Start of Block
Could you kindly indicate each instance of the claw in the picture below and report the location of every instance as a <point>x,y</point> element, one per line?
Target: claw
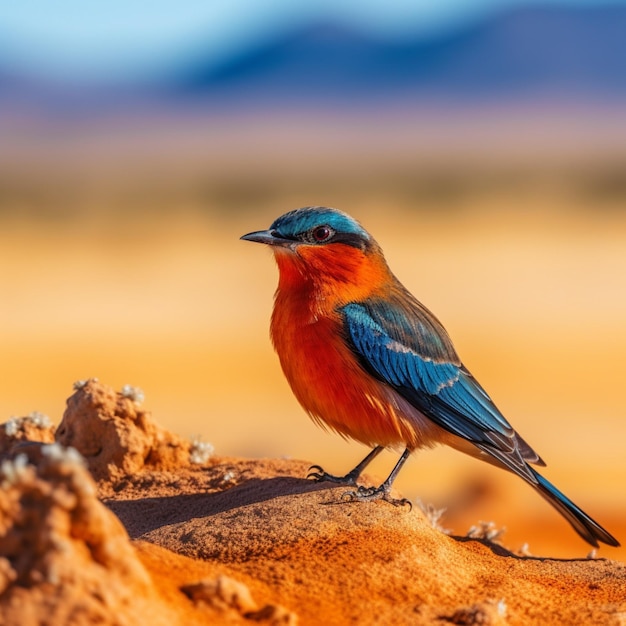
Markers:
<point>369,494</point>
<point>318,474</point>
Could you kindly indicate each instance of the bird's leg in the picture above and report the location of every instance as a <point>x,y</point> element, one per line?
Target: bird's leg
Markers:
End of Block
> [Exercise description] Filter the listing so that only lines holding the word "bird" remain, and copy those lines.

> [Solution for this problem]
Could you kindly indicate each instance of the bird's leg in the picture above and report the location of every instance as a <point>x,y</point> element, one per line?
Target: bird's leg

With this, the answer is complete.